» **Problem statement**:
The response should consist of every line below, unchanged.
++++ Provided data ++++
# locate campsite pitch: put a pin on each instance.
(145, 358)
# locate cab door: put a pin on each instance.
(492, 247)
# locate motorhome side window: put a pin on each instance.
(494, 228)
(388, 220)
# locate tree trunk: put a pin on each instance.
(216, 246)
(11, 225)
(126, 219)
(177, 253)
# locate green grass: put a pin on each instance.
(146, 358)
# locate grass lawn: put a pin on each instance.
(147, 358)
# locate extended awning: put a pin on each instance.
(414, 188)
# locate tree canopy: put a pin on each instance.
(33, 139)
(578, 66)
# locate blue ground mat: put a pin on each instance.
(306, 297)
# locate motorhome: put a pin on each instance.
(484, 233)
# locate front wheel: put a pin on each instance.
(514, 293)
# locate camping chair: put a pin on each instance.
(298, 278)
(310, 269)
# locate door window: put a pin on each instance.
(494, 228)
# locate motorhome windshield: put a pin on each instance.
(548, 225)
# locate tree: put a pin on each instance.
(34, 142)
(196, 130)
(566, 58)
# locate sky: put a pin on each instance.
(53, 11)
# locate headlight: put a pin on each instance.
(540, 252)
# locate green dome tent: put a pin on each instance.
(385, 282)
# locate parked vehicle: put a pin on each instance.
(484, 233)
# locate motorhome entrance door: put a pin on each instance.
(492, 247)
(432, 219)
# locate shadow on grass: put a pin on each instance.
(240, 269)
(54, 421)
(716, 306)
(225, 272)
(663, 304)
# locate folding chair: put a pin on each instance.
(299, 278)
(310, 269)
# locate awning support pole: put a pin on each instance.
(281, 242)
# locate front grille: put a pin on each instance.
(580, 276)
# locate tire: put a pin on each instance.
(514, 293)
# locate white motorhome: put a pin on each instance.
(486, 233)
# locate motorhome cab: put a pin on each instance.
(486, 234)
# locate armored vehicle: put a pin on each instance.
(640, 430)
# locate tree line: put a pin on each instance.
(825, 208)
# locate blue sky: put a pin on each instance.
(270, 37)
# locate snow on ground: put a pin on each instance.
++++
» **Written solution**:
# locate campsite pitch: put a pin on each instance.
(145, 358)
# locate cab door: put a pin on each instance.
(492, 247)
# locate motorhome side window: put a pin on each instance.
(494, 228)
(388, 220)
# locate tree trunk: put a pin on each instance.
(216, 246)
(11, 225)
(126, 219)
(177, 253)
# locate green grass: put a pin on each instance.
(146, 358)
# locate grass lawn: put a pin on each instance.
(147, 358)
# locate extended awning: put a pin on each instance.
(414, 188)
# locate tree canopy: put a pin on each instance.
(33, 139)
(578, 66)
# locate blue ground mat: put a pin on each instance.
(306, 297)
# locate motorhome: put a pin on each instance.
(484, 233)
# locate front wheel: put a pin on each instance.
(514, 293)
# locate camping chair: put a pin on each instance.
(298, 278)
(310, 269)
# locate door window: put a pin on each instance.
(494, 228)
# locate motorhome windshield: put a pin on each instance.
(548, 225)
# locate tree: put a pin on each instance.
(34, 142)
(196, 130)
(566, 58)
# locate sky: put a pin on each instance.
(53, 11)
# locate headlight: put a pin on each instance.
(540, 252)
# locate green dome tent: put a pin on each instance.
(385, 282)
# locate parked vehicle: put a pin on each instance.
(484, 233)
# locate motorhome entrance door: put a pin on each instance.
(492, 247)
(432, 219)
# locate shadow on grass: put a pin on each instance.
(240, 269)
(54, 421)
(716, 306)
(225, 272)
(663, 304)
# locate folding chair: put a pin on each instance.
(299, 278)
(310, 269)
# locate awning support pole: put a pin on each instance.
(281, 242)
# locate front grille: put a pin on each instance.
(580, 276)
# locate tire: put a pin on each instance.
(514, 293)
# locate white motorhome: put a pin on each instance.
(486, 233)
# locate motorhome cab: put a pin on each instance.
(486, 234)
# locate armored vehicle: put a pin on each instance.
(640, 430)
# locate tree line: put a pin on each instance.
(825, 208)
# locate blue sky: put a pin on each instance.
(270, 37)
# locate snow on ground: put a pin on each instance.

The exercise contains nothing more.